Once you reach the line containing "Target: window", copy it and every line after it exactly, through the end of the data below.

Records from a dataset
____________

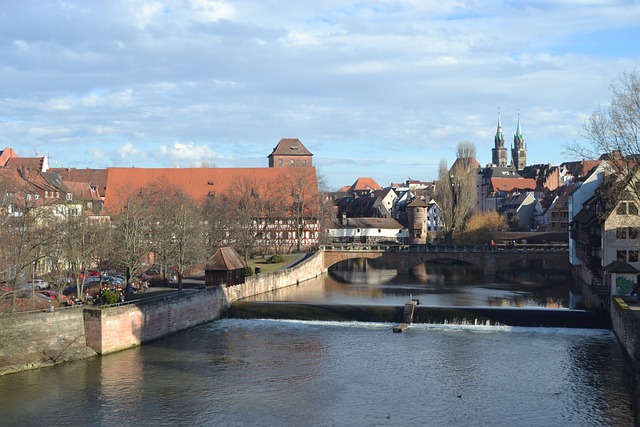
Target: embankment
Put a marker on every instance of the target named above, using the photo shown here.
(32, 340)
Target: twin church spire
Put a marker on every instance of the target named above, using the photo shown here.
(518, 150)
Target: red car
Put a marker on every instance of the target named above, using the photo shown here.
(51, 294)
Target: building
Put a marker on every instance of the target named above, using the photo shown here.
(290, 152)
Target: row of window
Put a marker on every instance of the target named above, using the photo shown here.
(627, 233)
(629, 256)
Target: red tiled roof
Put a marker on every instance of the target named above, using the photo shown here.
(95, 177)
(82, 190)
(225, 259)
(7, 154)
(508, 184)
(363, 184)
(33, 163)
(290, 147)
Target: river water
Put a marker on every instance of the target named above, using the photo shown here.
(289, 373)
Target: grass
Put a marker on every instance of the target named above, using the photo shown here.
(265, 267)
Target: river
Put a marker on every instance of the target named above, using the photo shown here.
(290, 373)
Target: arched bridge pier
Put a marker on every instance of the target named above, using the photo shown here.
(489, 260)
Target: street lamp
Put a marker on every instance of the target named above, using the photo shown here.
(33, 283)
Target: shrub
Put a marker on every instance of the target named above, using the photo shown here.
(110, 297)
(275, 259)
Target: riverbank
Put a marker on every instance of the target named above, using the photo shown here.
(39, 339)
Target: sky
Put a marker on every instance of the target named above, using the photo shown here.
(380, 89)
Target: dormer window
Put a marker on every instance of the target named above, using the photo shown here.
(627, 208)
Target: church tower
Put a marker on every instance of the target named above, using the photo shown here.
(499, 152)
(519, 149)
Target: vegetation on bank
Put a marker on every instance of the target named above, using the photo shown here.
(271, 263)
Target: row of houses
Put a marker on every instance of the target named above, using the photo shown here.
(29, 185)
(532, 199)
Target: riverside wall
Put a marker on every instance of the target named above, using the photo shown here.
(261, 283)
(33, 340)
(111, 329)
(38, 339)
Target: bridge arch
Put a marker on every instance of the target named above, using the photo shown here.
(404, 258)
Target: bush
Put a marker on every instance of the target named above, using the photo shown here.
(275, 259)
(110, 297)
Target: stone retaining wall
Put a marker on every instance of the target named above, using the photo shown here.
(110, 329)
(33, 340)
(267, 282)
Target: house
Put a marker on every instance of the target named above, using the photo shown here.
(495, 184)
(363, 186)
(225, 267)
(520, 209)
(364, 230)
(289, 152)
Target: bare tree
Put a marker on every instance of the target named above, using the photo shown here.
(187, 243)
(217, 220)
(456, 191)
(132, 234)
(612, 132)
(301, 199)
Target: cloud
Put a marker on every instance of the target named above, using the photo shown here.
(378, 80)
(187, 154)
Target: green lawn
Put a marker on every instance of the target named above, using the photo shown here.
(265, 267)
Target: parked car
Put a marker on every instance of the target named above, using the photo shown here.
(37, 284)
(51, 294)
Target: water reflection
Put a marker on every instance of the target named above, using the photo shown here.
(363, 282)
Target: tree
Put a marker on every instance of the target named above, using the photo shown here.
(612, 132)
(301, 200)
(27, 230)
(483, 226)
(456, 190)
(132, 234)
(187, 242)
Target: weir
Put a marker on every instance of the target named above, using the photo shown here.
(489, 316)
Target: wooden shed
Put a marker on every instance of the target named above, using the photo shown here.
(225, 267)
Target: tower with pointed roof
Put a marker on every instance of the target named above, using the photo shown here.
(289, 152)
(519, 149)
(499, 152)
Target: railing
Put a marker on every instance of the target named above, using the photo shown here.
(449, 248)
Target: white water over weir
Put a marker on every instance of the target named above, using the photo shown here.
(494, 316)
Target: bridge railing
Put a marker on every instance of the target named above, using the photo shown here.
(448, 248)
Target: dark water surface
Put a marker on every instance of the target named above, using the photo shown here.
(290, 373)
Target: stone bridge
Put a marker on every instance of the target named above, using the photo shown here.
(404, 258)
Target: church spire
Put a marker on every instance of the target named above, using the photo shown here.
(519, 150)
(499, 139)
(518, 134)
(499, 152)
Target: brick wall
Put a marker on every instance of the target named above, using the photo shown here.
(32, 340)
(116, 328)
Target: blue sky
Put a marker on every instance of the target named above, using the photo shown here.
(381, 89)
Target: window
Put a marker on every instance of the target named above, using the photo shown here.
(627, 208)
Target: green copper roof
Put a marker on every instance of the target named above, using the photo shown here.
(518, 129)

____________

SOLUTION TO THE PROBLEM:
Target: window
Put a marker on every instance of the target named above, using the photo shown here.
(627, 208)
Target: green copper roof
Put a marker on every instance of the target named above, using the photo shown here.
(518, 129)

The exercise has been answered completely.